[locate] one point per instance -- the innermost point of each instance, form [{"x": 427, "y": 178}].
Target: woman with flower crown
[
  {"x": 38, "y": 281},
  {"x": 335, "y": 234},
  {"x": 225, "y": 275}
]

···

> [Problem statement]: Rewrite the records above, replacing "flower crown" with "floral headband" and keeping everything else the same.

> [Expected output]:
[locate] one point per instance -- the innermost point of each instance, form [{"x": 427, "y": 178}].
Target: woman with floral headband
[
  {"x": 38, "y": 281},
  {"x": 335, "y": 234},
  {"x": 225, "y": 275}
]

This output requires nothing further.